*** Record extracts ***
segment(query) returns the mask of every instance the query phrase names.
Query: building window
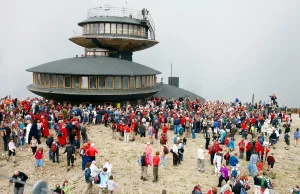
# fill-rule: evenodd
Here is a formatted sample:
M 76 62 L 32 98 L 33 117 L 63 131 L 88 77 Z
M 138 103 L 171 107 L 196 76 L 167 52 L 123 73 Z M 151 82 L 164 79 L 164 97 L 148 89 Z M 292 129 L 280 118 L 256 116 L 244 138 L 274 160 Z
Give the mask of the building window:
M 134 26 L 134 35 L 135 35 L 135 36 L 138 35 L 138 29 L 137 29 L 137 26 L 136 26 L 136 25 Z
M 128 24 L 123 24 L 123 34 L 128 34 Z
M 99 89 L 105 88 L 105 77 L 100 76 L 99 77 Z
M 153 86 L 153 82 L 152 81 L 153 81 L 152 80 L 152 76 L 150 76 L 150 85 L 149 85 L 150 87 Z
M 71 88 L 71 77 L 65 76 L 65 88 Z
M 38 85 L 41 85 L 41 74 L 38 73 L 38 76 L 37 76 L 37 83 Z
M 117 34 L 122 34 L 122 24 L 117 24 Z
M 98 34 L 98 31 L 99 31 L 99 24 L 95 24 L 94 34 Z
M 141 32 L 142 32 L 142 37 L 146 37 L 146 34 L 145 34 L 145 28 L 142 27 Z
M 46 86 L 49 86 L 49 83 L 50 83 L 50 75 L 49 74 L 45 75 L 45 81 L 46 81 Z
M 130 89 L 134 89 L 135 87 L 135 80 L 134 80 L 134 77 L 130 77 Z
M 111 34 L 116 34 L 117 33 L 117 24 L 112 23 L 110 26 Z
M 41 74 L 41 85 L 45 85 L 45 74 Z
M 121 77 L 115 77 L 115 89 L 121 89 Z
M 140 26 L 137 27 L 137 35 L 142 36 L 142 27 Z
M 133 35 L 133 25 L 129 25 L 129 35 Z
M 64 76 L 58 75 L 57 78 L 58 78 L 58 87 L 62 88 L 64 86 Z
M 135 87 L 136 88 L 141 88 L 141 77 L 140 76 L 136 76 L 135 77 Z
M 81 77 L 81 88 L 82 89 L 88 89 L 89 88 L 89 78 L 82 76 Z
M 90 76 L 90 89 L 97 89 L 97 77 Z
M 110 23 L 105 23 L 105 33 L 110 34 Z
M 123 89 L 128 89 L 128 77 L 123 77 Z
M 51 87 L 57 87 L 56 86 L 56 75 L 51 75 Z
M 142 76 L 142 88 L 147 87 L 146 85 L 146 76 Z
M 100 33 L 104 33 L 104 23 L 100 23 Z
M 73 79 L 73 88 L 80 88 L 79 76 L 72 76 Z
M 113 88 L 113 77 L 107 77 L 107 88 L 108 89 Z

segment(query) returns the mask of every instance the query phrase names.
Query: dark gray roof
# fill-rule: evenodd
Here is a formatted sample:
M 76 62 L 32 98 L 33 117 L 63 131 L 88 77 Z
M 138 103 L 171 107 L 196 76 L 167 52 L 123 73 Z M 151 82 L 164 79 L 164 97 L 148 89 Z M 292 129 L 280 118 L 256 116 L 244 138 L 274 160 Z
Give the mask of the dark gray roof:
M 161 90 L 159 92 L 154 94 L 154 96 L 156 96 L 156 97 L 166 97 L 166 98 L 178 99 L 179 97 L 184 97 L 187 95 L 187 96 L 189 96 L 190 100 L 195 100 L 196 98 L 200 98 L 201 102 L 205 102 L 204 98 L 200 97 L 199 95 L 197 95 L 193 92 L 187 91 L 185 89 L 171 86 L 168 84 L 161 84 L 161 83 L 157 83 L 156 85 L 161 88 Z
M 54 93 L 54 94 L 68 94 L 68 95 L 103 95 L 103 96 L 114 96 L 114 95 L 134 95 L 141 93 L 154 93 L 160 90 L 159 86 L 151 88 L 139 88 L 139 89 L 128 89 L 128 90 L 112 90 L 112 89 L 73 89 L 73 88 L 50 88 L 42 87 L 37 85 L 29 85 L 27 89 L 31 92 L 42 92 L 42 93 Z
M 70 75 L 155 75 L 161 72 L 139 63 L 111 57 L 74 57 L 52 61 L 30 69 L 28 72 Z
M 141 20 L 134 19 L 134 18 L 127 18 L 127 17 L 92 17 L 88 18 L 82 22 L 79 22 L 79 26 L 83 26 L 87 23 L 95 23 L 95 22 L 114 22 L 114 23 L 126 23 L 126 24 L 137 24 L 137 25 L 145 25 L 141 24 Z

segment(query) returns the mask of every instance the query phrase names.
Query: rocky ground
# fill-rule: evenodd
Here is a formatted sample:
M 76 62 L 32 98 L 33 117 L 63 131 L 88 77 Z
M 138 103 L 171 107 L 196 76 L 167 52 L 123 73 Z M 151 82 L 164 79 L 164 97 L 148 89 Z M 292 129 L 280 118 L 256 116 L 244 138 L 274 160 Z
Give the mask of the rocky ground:
M 300 118 L 293 115 L 292 131 L 300 126 Z M 103 165 L 108 159 L 113 164 L 112 174 L 115 181 L 119 184 L 117 193 L 124 194 L 160 194 L 162 189 L 166 189 L 168 194 L 189 194 L 193 187 L 201 183 L 203 191 L 217 185 L 218 177 L 214 176 L 214 167 L 210 165 L 209 155 L 205 158 L 205 173 L 197 170 L 197 149 L 200 145 L 204 145 L 203 135 L 197 135 L 195 140 L 188 138 L 185 147 L 184 161 L 178 167 L 172 166 L 172 157 L 168 155 L 166 158 L 166 167 L 159 168 L 159 182 L 152 182 L 152 167 L 148 168 L 148 181 L 140 181 L 140 166 L 137 163 L 138 157 L 144 151 L 145 142 L 137 138 L 135 142 L 125 144 L 120 140 L 112 140 L 111 131 L 104 126 L 91 126 L 88 130 L 89 138 L 95 143 L 96 148 L 100 151 L 97 156 L 98 165 Z M 169 146 L 173 146 L 172 132 L 169 132 Z M 237 138 L 238 140 L 240 137 Z M 292 145 L 289 150 L 285 150 L 283 135 L 280 137 L 275 150 L 271 150 L 275 154 L 276 179 L 275 191 L 280 194 L 287 194 L 291 188 L 300 180 L 300 156 L 299 147 Z M 45 143 L 42 145 L 45 149 Z M 1 146 L 2 148 L 2 146 Z M 159 142 L 153 144 L 153 152 L 159 150 Z M 62 153 L 63 150 L 60 150 Z M 3 153 L 3 150 L 2 150 Z M 5 155 L 4 155 L 5 154 Z M 29 175 L 28 183 L 35 183 L 37 180 L 45 180 L 48 182 L 49 188 L 53 189 L 55 184 L 62 184 L 64 180 L 69 180 L 72 194 L 82 193 L 86 184 L 84 182 L 84 173 L 81 170 L 81 160 L 77 160 L 75 167 L 69 172 L 66 171 L 66 156 L 61 156 L 60 164 L 53 164 L 48 161 L 47 154 L 44 157 L 45 167 L 43 171 L 35 170 L 33 156 L 28 147 L 20 151 L 17 149 L 17 163 L 6 161 L 7 153 L 3 153 L 0 159 L 1 175 L 12 176 L 14 169 L 23 171 Z M 246 161 L 241 162 L 242 173 L 246 171 Z M 266 166 L 266 165 L 265 165 Z M 250 185 L 253 181 L 250 179 Z M 97 186 L 94 187 L 94 193 L 97 193 Z M 0 193 L 13 193 L 13 186 L 9 186 L 8 180 L 0 179 Z M 26 187 L 25 193 L 31 193 L 31 188 Z M 252 191 L 250 192 L 252 193 Z

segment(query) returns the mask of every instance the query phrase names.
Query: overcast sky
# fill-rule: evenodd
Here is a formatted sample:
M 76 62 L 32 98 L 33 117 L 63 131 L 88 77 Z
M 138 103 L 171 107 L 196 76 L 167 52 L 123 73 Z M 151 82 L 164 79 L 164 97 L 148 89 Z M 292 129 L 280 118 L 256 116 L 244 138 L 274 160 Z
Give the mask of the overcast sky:
M 87 9 L 126 0 L 15 0 L 0 6 L 0 96 L 33 96 L 25 69 L 82 54 L 68 40 Z M 138 62 L 180 77 L 180 87 L 209 100 L 268 100 L 299 107 L 299 0 L 128 0 L 147 8 L 158 45 L 135 52 Z

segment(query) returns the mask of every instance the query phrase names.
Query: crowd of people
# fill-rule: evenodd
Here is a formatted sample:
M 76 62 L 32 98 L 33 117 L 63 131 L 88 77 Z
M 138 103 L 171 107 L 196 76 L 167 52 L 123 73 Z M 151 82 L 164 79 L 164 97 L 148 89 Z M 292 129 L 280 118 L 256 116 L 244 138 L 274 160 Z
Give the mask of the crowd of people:
M 200 173 L 205 172 L 204 158 L 208 152 L 210 164 L 215 168 L 214 174 L 219 177 L 216 186 L 207 191 L 208 194 L 216 194 L 218 190 L 221 194 L 247 193 L 252 188 L 250 177 L 255 193 L 266 194 L 275 189 L 271 181 L 276 176 L 275 145 L 283 133 L 285 149 L 289 149 L 292 132 L 291 115 L 287 115 L 286 108 L 279 108 L 276 95 L 270 97 L 268 103 L 260 101 L 255 104 L 242 103 L 239 99 L 225 103 L 201 102 L 199 99 L 192 101 L 189 97 L 177 100 L 154 97 L 144 104 L 128 104 L 119 108 L 5 97 L 0 101 L 0 135 L 4 151 L 8 151 L 7 161 L 13 157 L 16 162 L 16 148 L 22 151 L 28 145 L 35 159 L 35 167 L 42 171 L 42 144 L 46 144 L 47 157 L 53 163 L 60 162 L 59 148 L 63 148 L 63 154 L 67 155 L 67 171 L 74 167 L 75 160 L 81 158 L 81 169 L 87 183 L 84 193 L 92 193 L 94 185 L 97 185 L 99 193 L 107 190 L 111 194 L 118 187 L 112 175 L 112 164 L 107 160 L 103 166 L 97 167 L 99 151 L 88 138 L 86 128 L 89 125 L 103 124 L 112 131 L 112 139 L 119 139 L 125 144 L 131 141 L 145 143 L 144 152 L 137 160 L 141 166 L 140 179 L 147 181 L 147 169 L 152 166 L 154 183 L 159 182 L 159 168 L 165 167 L 167 155 L 172 156 L 174 168 L 182 165 L 188 139 L 203 135 L 205 144 L 199 145 L 197 150 L 197 169 Z M 52 129 L 55 133 L 51 133 Z M 293 132 L 293 136 L 297 146 L 299 129 Z M 236 142 L 236 139 L 241 141 Z M 152 150 L 155 142 L 160 143 L 160 150 Z M 241 160 L 248 162 L 248 173 L 241 172 Z M 263 168 L 265 163 L 266 171 Z M 19 171 L 14 172 L 13 179 L 16 177 L 24 181 L 28 179 Z M 299 186 L 296 185 L 293 192 L 297 189 Z M 16 182 L 15 193 L 23 191 L 24 185 Z M 62 187 L 57 184 L 54 192 L 70 194 L 68 181 L 65 180 Z M 201 183 L 193 188 L 192 193 L 204 193 Z

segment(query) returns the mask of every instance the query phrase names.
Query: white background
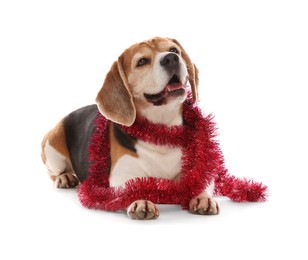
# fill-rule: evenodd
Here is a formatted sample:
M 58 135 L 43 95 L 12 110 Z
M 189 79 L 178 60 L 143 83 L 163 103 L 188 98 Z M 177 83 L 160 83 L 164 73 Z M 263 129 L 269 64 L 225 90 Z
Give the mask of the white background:
M 305 2 L 1 0 L 0 258 L 307 259 Z M 218 216 L 165 205 L 132 221 L 52 186 L 45 132 L 94 102 L 125 48 L 157 35 L 198 66 L 227 167 L 267 184 L 268 202 L 218 198 Z

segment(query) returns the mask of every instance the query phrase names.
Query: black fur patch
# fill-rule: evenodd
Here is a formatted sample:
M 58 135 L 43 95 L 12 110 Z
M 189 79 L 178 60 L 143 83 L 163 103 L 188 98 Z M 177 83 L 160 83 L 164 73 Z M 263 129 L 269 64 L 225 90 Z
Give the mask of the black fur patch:
M 80 181 L 88 176 L 88 147 L 97 113 L 97 106 L 90 105 L 70 113 L 63 120 L 73 170 Z
M 118 124 L 113 124 L 113 133 L 118 143 L 126 149 L 137 152 L 135 148 L 136 138 L 124 133 Z

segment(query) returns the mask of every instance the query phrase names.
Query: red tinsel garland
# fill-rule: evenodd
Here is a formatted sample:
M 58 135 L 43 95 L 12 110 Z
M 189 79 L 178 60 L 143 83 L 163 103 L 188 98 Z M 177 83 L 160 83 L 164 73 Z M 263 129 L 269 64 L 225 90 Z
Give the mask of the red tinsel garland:
M 131 127 L 122 126 L 129 135 L 156 145 L 181 147 L 182 171 L 179 180 L 143 177 L 129 180 L 123 187 L 109 185 L 109 125 L 98 113 L 95 131 L 89 146 L 89 177 L 80 185 L 81 203 L 89 208 L 116 211 L 127 208 L 139 199 L 158 204 L 181 204 L 187 209 L 189 201 L 207 185 L 215 182 L 216 195 L 233 201 L 265 201 L 267 187 L 246 179 L 230 176 L 215 140 L 212 116 L 203 117 L 190 101 L 184 103 L 183 126 L 168 127 L 137 118 Z

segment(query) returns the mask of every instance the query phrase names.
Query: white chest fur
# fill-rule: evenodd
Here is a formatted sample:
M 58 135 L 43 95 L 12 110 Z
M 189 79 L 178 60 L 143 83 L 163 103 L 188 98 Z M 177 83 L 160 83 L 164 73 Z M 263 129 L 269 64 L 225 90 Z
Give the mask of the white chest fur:
M 181 104 L 185 98 L 186 95 L 163 106 L 151 106 L 141 110 L 141 114 L 152 123 L 181 125 Z M 110 186 L 121 186 L 126 181 L 138 177 L 174 179 L 181 172 L 181 148 L 153 145 L 140 140 L 135 148 L 138 157 L 124 155 L 116 162 L 110 175 Z
M 174 179 L 181 171 L 182 150 L 143 141 L 136 144 L 138 158 L 121 157 L 111 172 L 110 186 L 117 187 L 137 177 Z

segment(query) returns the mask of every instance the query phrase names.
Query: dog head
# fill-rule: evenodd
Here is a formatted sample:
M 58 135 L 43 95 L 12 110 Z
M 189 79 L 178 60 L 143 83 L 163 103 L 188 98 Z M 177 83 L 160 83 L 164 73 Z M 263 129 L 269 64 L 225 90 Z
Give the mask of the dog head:
M 196 101 L 196 66 L 177 40 L 155 37 L 121 54 L 112 64 L 96 102 L 106 118 L 131 126 L 142 109 L 179 107 L 189 85 Z

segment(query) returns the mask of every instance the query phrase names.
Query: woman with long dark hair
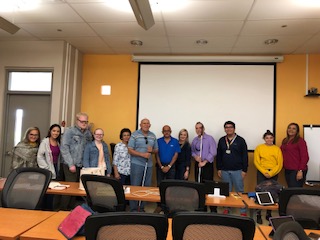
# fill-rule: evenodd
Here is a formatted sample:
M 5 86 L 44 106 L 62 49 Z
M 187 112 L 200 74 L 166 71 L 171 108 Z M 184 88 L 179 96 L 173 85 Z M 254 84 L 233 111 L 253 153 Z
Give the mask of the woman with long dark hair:
M 58 167 L 60 164 L 60 138 L 60 125 L 51 125 L 47 137 L 42 140 L 39 146 L 37 156 L 39 167 L 50 170 L 52 172 L 52 179 L 58 178 Z
M 288 125 L 287 137 L 282 141 L 281 150 L 288 187 L 302 187 L 308 171 L 309 155 L 297 123 Z

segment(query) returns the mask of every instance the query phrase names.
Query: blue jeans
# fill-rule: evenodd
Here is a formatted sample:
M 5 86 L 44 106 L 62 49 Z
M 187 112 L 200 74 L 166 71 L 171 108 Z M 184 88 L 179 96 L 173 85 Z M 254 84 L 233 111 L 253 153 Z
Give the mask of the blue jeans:
M 232 192 L 233 186 L 236 192 L 243 192 L 242 170 L 221 171 L 222 180 L 229 183 L 229 191 Z M 245 213 L 246 208 L 240 208 L 240 213 Z
M 130 173 L 130 181 L 132 186 L 142 186 L 143 175 L 145 171 L 145 166 L 140 166 L 131 163 L 131 173 Z M 144 186 L 151 186 L 151 179 L 152 179 L 152 167 L 147 167 Z M 130 201 L 130 211 L 136 212 L 140 210 L 141 212 L 144 211 L 145 202 L 140 202 L 140 209 L 138 209 L 139 201 Z

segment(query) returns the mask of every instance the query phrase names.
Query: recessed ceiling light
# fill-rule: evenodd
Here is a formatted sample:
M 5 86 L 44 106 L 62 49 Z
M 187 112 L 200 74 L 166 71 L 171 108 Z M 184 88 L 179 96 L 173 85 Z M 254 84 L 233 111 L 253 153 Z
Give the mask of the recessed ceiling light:
M 205 39 L 199 39 L 199 40 L 196 41 L 196 44 L 198 44 L 198 45 L 206 45 L 206 44 L 208 44 L 208 41 L 205 40 Z
M 135 46 L 135 47 L 140 47 L 143 45 L 143 42 L 140 40 L 132 40 L 132 41 L 130 41 L 130 43 L 132 46 Z
M 274 44 L 276 44 L 277 42 L 279 42 L 279 40 L 278 39 L 267 39 L 267 40 L 265 40 L 264 41 L 264 44 L 265 45 L 274 45 Z

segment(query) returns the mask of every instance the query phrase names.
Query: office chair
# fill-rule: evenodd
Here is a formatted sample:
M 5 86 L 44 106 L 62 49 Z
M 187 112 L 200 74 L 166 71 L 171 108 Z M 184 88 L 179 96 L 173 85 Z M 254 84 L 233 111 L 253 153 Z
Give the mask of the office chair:
M 47 169 L 21 167 L 13 169 L 2 190 L 2 207 L 39 209 L 51 181 L 52 173 Z
M 81 180 L 92 210 L 99 213 L 125 211 L 126 201 L 120 181 L 90 174 L 82 175 Z
M 205 185 L 184 180 L 163 180 L 159 186 L 161 207 L 168 217 L 181 211 L 206 211 Z
M 180 212 L 172 217 L 173 240 L 252 240 L 255 222 L 249 217 Z
M 279 195 L 279 215 L 292 215 L 303 228 L 320 229 L 320 189 L 286 188 Z
M 273 240 L 310 240 L 298 222 L 282 223 L 273 235 Z
M 85 222 L 87 240 L 165 240 L 167 232 L 167 217 L 155 213 L 101 213 Z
*** End of Record extracts ***
● Required work
Above are the records. Print exactly, and only, the lines from the line with "Query: black fur patch" to the line with "Query: red tinsel garland", both inclusive.

● Solution to this exercise
Query: black fur patch
# fill-rule: evenodd
Here is a formatted sample:
M 58 135 L 43 95 L 12 110 Z
M 189 79 L 178 60 L 143 83 L 163 103 L 188 98 Z M 177 83 L 160 83 L 164 73 Z M 263 129 L 269 64 L 225 90 Z
Give the mask of the black fur patch:
M 80 181 L 88 176 L 88 147 L 97 113 L 97 106 L 90 105 L 70 113 L 63 120 L 73 170 Z
M 118 124 L 113 124 L 113 133 L 118 143 L 126 149 L 137 152 L 135 148 L 136 138 L 124 133 Z

segment(query) returns the mask of every instance the query phrase names.
Query: red tinsel garland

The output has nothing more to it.